The Gradient: every partial, bundled into one arrow

Find the direction the function climbs fastest.

The contour plot below shows $f(x, y) = x^2 + 2 y^2$ . Drag $\mathbf{p}$ anywhere. Then rotate the coral arrow $\mathbf{u}$ , your “direction of travel.”

The right panel plots $D_\mathbf{u} f$ (the rate of change of $f$ when you walk in direction $\mathbf{u}$ ) as a function of $\theta$ . As you rotate, that rate traces a curve.

Three things to find:

Rotate $\mathbf{u}$ until the rate is at its peak. There’s exactly one direction per point that’s “steepest uphill.”
Rotate $\mathbf{u}$ to the opposite direction. The rate is the negative of the peak: that’s “steepest downhill.”
Rotate to perpendicular of either. The rate is zero; you’re walking along a contour, the function isn’t changing.

Press snap to ∇f on the widget to align $\mathbf{u}$ with the special “peak” direction. Note its name. We’re going to call that direction the gradient and spend the rest of the lesson explaining it.

The definition

For $f: \mathbb{R}^n \to \mathbb{R}$ , the gradient is the tuple of all partial derivatives:

\nabla f(\mathbf{x}) \;=\; \left(\, \frac{\partial f}{\partial x_1},\; \frac{\partial f}{\partial x_2},\; \dots,\; \frac{\partial f}{\partial x_n} \,\right).

The symbol $\nabla$ is called “nabla” or just “del.” It means “compute every partial and stack them into a tuple.”

**RECORDS SUPPLIED**
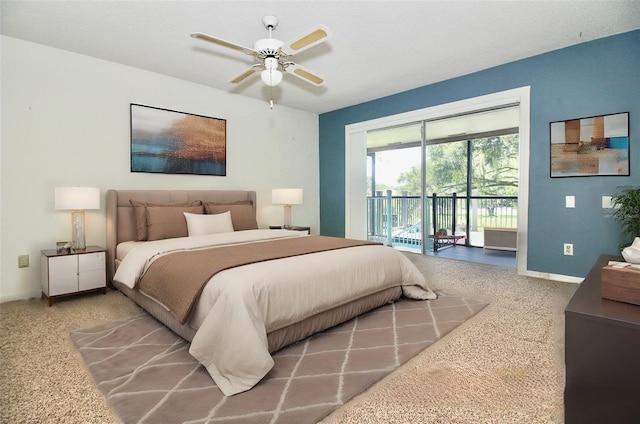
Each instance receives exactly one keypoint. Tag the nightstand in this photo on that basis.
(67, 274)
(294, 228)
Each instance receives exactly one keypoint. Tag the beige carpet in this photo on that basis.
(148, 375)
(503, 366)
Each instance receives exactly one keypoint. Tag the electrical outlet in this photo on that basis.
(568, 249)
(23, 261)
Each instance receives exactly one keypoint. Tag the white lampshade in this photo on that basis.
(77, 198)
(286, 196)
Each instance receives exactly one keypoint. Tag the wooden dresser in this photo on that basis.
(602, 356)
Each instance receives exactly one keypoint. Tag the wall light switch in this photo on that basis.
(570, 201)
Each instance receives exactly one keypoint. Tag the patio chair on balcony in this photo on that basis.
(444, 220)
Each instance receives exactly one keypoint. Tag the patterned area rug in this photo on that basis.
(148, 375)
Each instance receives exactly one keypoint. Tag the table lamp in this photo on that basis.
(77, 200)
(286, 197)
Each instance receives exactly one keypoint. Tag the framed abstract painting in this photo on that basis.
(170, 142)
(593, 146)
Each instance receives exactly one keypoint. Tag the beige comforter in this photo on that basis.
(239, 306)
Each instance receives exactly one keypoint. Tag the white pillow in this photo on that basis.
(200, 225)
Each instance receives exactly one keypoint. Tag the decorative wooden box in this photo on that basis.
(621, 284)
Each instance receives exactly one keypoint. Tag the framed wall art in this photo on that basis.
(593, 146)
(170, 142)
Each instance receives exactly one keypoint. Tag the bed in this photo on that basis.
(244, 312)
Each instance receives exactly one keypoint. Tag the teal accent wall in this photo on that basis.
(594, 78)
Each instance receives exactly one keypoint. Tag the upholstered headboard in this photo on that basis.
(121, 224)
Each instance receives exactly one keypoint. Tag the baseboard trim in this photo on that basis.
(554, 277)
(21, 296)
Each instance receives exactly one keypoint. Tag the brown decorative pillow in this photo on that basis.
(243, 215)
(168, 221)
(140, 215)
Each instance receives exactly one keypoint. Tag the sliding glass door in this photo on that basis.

==

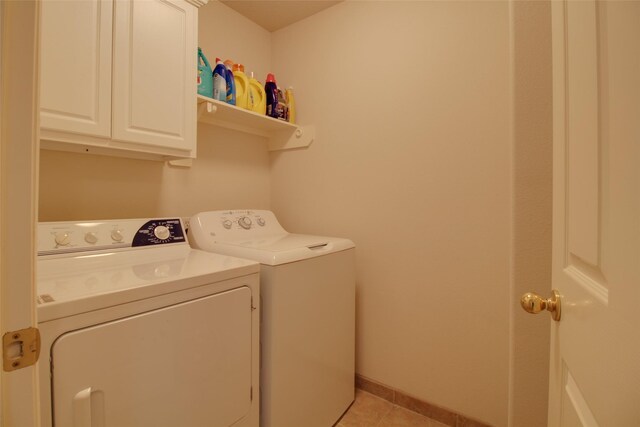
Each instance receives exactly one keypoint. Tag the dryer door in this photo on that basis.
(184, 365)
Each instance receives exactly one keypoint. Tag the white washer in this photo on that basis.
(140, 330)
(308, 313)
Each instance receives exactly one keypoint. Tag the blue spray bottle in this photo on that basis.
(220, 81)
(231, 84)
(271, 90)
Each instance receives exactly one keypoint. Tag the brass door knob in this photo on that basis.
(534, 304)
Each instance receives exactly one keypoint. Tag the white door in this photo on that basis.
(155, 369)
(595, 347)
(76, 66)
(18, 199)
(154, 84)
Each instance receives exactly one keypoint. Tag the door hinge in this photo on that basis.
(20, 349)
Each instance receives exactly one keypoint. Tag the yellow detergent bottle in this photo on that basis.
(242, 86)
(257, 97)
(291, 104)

==

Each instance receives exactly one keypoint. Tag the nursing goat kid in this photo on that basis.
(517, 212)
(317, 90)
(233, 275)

**WHAT IS ASKED**
1 > Give the passage of the gradient lesson starting with "Rotate to perpendicular" and going on through "lesson explaining it.", changing "contour" to "level curve".
2 > Write what comes next in the lesson on the gradient, picking up after its last sentence.

**OUTPUTS**
1 >
Rotate to perpendicular of either. The rate is zero; you’re walking along a level curve, the function isn’t changing.

Press snap to ∇f on the widget to align $\mathbf{u}$ with the special “peak” direction. Note its name. We’re going to call that direction the gradient and spend the rest of the lesson explaining it.

2 >
For $f(x, y) = x^2 + y^2$ : $\dfrac{\partial f}{\partial x} = 2x$ , $\dfrac{\partial f}{\partial y} = 2y$ , so $\nabla f = (2x, 2y)$ .

(For our widget’s function $f = x^2 + 2y^2$ , the gradient is $(2x, 4y)$ . That’s the violet arrow you saw in the input plane.)

The gradient lives where the inputs live

This matters and the instinct is usually wrong, so we labour it for one sentence.

$f$ has 2 inputs and 1 output. Its graph is a surface in 3D. Its gradient is a vector in 2D, with the same number of components as the input. The gradient is NOT an arrow on the tilted surface. It lives in the input plane, next to the contour lines.

In higher dimensions this never looks right: a neural-network loss has millions of inputs and one output. The gradient is a vector in millions of dimensions. There’s no surface to draw. Contour-space reasoning is the only thing that scales.

Directional derivative: what the cosine curve was

For a unit vector $\mathbf{u}$ (meaning $|\mathbf{u}| = 1$ ), the rate of change of $f$ in the direction $\mathbf{u}$ , starting at point $\mathbf{p}$ , is

D_{\mathbf{u}} f(\mathbf{p}) \;=\; \nabla f(\mathbf{p}) \cdot \mathbf{u}.

Dot product the gradient with your unit direction. The number you get is the slope of $f$ along that direction at that point.

The cosine you watched on the right side of the widget is this dot product, plotted as $\theta$ rotates. From the geometric form $\nabla f \cdot \mathbf{u} = |\nabla f| \cos\theta$ :

Same direction as $\nabla f$ ( $\theta = 0$ ): rate is $|\nabla f|$ , the maximum.
Perpendicular to $\nabla f$ : rate is $0$ , walking along the contour.
Opposite to $\nabla f$ : rate is $-|\nabla f|$ , the minimum.

You never have to redo the limit definition. One gradient, evaluated once, answers the rate in every direction.

Direct hit

Room temperature is $T(x, y) = 100 - x^2 - 2 y^2$ . You’re at $(3, 2)$ and walk in the direction $\mathbf{u} = (3/5, 4/5)$ (already a unit vector; check: $9/25 + 16/25 = 1$ ).

How fast does the temperature change per unit step?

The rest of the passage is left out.